* Provided text:
※

Divorce or "running away" from this is not necessarily easy or the right thing to do. YOU must make that decision and base it on all considerations. If hubby was not like this before (yes, he is/was a know-it-all and smarter-than-the-average ranger, but was he previously verbally abusive?), then certainly there could be an underlying medical reason for the change(s). Dementia is often one of those, but not the only cause. Can he selectively forget he has done this, or just outright deny it? Sure. Can dementia cause it and then he forgets? Absolutely.
Another consideration is the time of day these outbursts occur. Is it any time of day or later in the day/evening? That could lead one to suspect sun-downing, which is yet another signal that this would be dementia talking. Our mother, who lived alone, just took on OCD behaviors, checking things over and over and over AND OVER before retiring for the night (we had some non-invasive cameras set up because she was showing signs of dementia and also because we were monitoring the nurses aides we hire, that she refused to let in after a couple of months.) Had she lived with one of us or if our dad was still alive, she too could have developed that verbal abuse or even physical abuse as before the dementia started she could be "difficult" - read pig-headed although she was never an engineer!! Others have reported that the LO becomes nasty, aggressive or what have you, but does not recall it and is sweet as pie in the morning.
If you can determine that his behavior is new and can attribute it to dementia, as a caring, presumably loving wife (at some point you cared!) you should do everything you can to 1) protect yourself and 2) see to it that he gets the care he needs. #1 entails getting that proof if you can AND having a safety plan in place for yourself. #2 could mean getting his doctor on board, getting treatment in place or seeing to it that he gets moved to a facility.
If you (and any authorities you bring in, like his doctor or APS) determine nothing will help and he must be moved, without the legal documents mentioned above, you would have to consult with an Elder Care attorney to ensure asset protection for you and guardianship/stewardship for your husband. Consults should be free, so you could check with several and weigh the options. However this method is NOT cheap, and it is time-consuming. Costs will likely be elevated because Mr. Know-it-all will contest it and either hire an attorney himself or the courts will appoint one. IF you go this route, it might be best to temporarily relocate to a safe place - with family, apartment, hotel, whatever, because this process could trigger the physical abuse if he feels threatened.
Weigh all your options, consult with his doctor (even without the video or confirmation from someone else, if you go to consult with the doctor alone, he should be able to discern that YOU do not have a problem - of course having a note from your own doctor to back you up will not hurt) and discuss/explain all the issues, consult Elder Care attorneys and then make the decisions that need to be made. Plan for the worst, hope for the best!

※

* Task requirements:
**a)** Translate this sentence from the dementia advice text into Spanish: "Consults should be free, so you could check with several and weigh the options."
**b)** Write a continuation of the dementia advice text, beginning after its final sentence.

* Data extract:
※

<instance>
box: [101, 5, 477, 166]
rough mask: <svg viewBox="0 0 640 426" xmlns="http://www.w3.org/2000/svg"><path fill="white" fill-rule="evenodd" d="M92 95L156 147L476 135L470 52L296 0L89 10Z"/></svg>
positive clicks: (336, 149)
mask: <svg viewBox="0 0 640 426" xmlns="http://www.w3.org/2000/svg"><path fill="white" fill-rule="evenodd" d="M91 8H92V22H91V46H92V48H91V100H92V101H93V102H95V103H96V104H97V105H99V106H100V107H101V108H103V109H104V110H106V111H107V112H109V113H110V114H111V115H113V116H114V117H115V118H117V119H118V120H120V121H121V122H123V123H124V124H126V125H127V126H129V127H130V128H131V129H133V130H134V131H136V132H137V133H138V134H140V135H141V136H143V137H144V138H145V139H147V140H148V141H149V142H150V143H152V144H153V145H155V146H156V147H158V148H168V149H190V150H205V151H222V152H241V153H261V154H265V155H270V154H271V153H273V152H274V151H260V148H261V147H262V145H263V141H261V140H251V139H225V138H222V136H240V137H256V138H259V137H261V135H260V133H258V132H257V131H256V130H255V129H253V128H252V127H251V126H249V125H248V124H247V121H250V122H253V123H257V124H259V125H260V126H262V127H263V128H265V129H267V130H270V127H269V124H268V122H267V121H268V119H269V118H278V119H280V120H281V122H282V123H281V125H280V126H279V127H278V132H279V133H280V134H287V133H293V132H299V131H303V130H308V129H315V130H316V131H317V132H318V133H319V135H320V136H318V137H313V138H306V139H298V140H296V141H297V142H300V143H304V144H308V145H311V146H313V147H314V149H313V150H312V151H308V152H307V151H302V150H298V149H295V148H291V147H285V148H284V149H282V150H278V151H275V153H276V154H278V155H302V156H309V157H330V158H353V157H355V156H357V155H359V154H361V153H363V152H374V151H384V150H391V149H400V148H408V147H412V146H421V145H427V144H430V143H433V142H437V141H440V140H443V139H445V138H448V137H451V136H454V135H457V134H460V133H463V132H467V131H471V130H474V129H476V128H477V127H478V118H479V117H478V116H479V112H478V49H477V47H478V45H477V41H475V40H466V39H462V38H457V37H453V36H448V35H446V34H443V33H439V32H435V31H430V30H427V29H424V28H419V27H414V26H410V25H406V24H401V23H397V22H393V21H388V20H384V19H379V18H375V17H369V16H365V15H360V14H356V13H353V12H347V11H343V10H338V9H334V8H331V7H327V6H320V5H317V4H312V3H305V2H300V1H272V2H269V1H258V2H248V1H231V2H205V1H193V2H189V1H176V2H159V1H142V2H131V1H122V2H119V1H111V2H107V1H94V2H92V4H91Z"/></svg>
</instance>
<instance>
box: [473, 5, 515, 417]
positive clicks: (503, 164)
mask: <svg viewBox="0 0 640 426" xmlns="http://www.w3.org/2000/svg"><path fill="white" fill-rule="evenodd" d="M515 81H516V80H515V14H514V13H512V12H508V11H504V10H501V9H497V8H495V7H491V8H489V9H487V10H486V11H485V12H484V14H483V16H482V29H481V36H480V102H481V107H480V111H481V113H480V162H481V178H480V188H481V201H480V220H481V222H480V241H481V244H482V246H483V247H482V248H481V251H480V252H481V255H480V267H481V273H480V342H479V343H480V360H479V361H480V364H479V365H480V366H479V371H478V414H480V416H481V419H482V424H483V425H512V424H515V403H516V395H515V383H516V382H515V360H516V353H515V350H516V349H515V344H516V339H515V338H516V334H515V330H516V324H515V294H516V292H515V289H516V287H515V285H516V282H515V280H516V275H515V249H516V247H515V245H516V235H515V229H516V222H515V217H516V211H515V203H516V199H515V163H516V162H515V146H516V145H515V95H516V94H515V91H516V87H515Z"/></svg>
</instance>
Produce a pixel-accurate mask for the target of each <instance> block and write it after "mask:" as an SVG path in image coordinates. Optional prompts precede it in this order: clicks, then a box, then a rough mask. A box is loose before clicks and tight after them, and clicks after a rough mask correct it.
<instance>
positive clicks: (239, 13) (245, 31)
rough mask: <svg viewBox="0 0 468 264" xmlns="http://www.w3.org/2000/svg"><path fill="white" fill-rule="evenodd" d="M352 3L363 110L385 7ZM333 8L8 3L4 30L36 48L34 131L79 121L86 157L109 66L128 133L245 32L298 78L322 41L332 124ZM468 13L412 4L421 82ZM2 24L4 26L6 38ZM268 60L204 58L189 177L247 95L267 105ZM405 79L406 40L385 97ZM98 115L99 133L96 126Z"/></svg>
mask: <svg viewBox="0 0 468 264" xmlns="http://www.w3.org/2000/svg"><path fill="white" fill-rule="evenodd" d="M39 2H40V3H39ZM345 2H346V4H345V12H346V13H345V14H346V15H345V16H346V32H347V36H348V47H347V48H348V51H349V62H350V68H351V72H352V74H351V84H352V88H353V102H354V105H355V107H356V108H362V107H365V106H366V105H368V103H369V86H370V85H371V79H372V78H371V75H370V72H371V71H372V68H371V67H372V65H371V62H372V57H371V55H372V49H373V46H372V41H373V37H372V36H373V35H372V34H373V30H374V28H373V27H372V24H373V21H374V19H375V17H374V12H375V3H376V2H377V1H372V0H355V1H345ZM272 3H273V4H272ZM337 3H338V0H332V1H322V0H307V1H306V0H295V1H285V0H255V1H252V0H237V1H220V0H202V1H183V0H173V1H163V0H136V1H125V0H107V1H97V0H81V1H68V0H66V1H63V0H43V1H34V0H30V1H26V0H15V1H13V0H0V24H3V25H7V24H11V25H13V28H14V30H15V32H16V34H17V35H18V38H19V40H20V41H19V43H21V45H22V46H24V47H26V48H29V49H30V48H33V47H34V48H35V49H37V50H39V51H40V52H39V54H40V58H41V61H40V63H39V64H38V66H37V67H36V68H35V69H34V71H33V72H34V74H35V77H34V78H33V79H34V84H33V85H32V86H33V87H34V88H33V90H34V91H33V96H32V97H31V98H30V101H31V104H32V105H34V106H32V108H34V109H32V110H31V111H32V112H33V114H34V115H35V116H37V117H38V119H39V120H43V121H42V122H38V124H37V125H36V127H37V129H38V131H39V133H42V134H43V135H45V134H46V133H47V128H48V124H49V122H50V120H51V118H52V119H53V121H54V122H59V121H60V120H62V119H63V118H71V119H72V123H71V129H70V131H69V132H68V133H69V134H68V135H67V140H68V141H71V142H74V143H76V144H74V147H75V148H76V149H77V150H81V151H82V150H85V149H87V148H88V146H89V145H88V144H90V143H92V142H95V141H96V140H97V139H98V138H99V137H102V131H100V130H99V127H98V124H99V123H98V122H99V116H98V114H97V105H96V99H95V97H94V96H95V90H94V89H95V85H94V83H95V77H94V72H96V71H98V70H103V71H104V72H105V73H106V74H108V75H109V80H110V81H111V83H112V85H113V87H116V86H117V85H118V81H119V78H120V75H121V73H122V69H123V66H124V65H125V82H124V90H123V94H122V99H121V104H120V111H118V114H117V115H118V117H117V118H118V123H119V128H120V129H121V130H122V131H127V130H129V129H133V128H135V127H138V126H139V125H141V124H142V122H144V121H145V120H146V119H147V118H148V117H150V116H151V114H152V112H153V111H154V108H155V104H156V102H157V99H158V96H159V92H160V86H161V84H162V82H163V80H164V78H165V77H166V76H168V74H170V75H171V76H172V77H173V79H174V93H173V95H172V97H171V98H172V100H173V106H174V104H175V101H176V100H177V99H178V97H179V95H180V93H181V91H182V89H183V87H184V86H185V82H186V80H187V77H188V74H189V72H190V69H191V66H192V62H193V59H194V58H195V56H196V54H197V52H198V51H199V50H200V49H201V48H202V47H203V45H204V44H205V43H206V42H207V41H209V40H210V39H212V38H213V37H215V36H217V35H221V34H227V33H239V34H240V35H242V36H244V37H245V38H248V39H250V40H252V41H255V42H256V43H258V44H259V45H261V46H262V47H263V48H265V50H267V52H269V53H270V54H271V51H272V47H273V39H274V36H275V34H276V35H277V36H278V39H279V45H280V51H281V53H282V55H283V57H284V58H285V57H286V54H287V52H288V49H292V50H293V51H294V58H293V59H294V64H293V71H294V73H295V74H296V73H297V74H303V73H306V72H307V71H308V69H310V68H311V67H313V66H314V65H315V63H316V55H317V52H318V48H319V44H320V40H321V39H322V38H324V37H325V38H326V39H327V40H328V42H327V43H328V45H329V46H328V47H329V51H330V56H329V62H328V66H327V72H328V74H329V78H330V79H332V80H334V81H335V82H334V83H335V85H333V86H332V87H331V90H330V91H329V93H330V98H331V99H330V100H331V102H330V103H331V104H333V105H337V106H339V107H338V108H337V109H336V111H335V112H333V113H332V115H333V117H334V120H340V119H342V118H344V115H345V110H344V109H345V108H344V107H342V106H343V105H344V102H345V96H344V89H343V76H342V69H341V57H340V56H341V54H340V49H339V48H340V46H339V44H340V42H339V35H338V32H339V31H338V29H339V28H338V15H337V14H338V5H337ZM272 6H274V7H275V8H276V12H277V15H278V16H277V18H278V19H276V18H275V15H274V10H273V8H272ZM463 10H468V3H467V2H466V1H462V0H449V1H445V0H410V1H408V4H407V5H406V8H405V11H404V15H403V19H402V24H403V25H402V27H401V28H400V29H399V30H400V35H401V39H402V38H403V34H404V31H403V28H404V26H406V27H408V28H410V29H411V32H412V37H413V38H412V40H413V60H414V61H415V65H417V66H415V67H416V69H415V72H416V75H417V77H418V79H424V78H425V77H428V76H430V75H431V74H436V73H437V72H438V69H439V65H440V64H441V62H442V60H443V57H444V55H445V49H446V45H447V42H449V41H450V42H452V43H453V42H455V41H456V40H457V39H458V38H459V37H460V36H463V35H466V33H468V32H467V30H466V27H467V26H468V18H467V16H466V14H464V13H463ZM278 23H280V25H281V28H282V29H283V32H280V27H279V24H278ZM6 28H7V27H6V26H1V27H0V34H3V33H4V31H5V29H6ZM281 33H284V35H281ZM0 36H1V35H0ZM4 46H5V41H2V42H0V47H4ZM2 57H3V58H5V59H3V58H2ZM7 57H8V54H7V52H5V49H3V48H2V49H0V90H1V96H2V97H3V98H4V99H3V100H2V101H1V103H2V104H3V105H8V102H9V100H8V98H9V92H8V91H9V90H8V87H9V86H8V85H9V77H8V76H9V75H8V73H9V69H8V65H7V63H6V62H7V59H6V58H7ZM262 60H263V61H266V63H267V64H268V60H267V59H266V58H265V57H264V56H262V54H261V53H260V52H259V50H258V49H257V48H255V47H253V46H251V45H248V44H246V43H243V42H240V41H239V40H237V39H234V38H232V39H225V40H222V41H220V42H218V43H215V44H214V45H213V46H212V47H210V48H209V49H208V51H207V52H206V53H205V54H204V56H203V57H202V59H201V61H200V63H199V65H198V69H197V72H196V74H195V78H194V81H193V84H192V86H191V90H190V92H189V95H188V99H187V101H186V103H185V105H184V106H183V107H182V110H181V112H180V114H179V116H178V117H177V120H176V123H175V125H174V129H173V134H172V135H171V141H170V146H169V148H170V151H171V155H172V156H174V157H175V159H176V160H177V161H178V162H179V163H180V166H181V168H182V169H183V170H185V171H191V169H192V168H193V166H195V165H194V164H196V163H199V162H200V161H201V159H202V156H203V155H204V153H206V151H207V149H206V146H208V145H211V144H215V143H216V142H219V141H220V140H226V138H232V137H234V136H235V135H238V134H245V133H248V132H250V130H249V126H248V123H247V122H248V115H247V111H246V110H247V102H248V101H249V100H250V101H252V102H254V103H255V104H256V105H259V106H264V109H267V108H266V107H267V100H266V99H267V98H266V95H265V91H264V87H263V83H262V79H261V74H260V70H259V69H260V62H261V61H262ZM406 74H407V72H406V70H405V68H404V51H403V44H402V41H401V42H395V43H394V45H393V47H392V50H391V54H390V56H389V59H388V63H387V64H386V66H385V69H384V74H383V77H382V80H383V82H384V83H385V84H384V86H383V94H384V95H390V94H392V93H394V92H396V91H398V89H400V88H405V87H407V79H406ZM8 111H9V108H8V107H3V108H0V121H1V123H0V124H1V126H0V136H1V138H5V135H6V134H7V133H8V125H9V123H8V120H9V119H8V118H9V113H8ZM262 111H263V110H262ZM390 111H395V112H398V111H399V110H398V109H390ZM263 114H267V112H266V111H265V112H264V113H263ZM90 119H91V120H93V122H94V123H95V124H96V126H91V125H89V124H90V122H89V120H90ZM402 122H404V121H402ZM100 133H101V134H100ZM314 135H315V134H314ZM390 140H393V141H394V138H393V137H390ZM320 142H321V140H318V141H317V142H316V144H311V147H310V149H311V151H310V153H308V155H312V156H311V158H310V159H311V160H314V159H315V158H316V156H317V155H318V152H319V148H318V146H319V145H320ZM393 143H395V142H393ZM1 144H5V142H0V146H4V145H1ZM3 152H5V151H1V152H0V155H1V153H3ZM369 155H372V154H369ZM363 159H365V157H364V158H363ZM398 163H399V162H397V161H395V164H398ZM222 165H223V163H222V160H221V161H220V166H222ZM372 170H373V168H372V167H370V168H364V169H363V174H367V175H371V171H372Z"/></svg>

※

* Outputs by task:
**a)** Las consultas deberían ser gratuitas, así que podría consultar con varios y sopesar las opciones.

**b)**
Moecam---my dad was an engineer and I knew no other "kind" of man--however, he was a sterling father and a so-so husband. Wives of engineers learn early to have low to no expectations for anything "emotional". My dh thinks emotions are icky and stupid. I cried one tear when my son had brain surgery and massive stroke during it..and my Dh barked at me "Stop being so overly dramatic!" (The dr who was delivering the news, BTW, said to dh, "she's acting completely appropriately, given the situation". (son recovered completely--in case you were wondering.)
In order for me to co-exist with hubby, it has taken a lot of "give" on my part. He wears me out with his absolute need to ALWAYS be right. ALWAYS. Nothing is his fault. Nothing, not ever. If it can be twisted to be MY fault, he does that.
I have my own "cave" where I can sleep w/o him (he has RSL, sleep apnea and refuses to wear a CPAP) This makes for a lousy bedmate. We have not been intimate for years and years, and I really don't feel anything towards him in that department any more. My cave is where I retreat when he's being a jerk and where I can craft, read, sew or watch my shows in peace. Sometimes we do things together, but it has to be something he likes or he pouts. (recent Alaskan cruise was 7 days of h*ll on water--he was SO MISERABLE).
I DO have some major mental issues, from being severely abused as a child. He used to bring up to the kids that mom was "mental" and not stable--but since he has learned that the abuse was far worse than I had ever told him, he stopped that, pretty much.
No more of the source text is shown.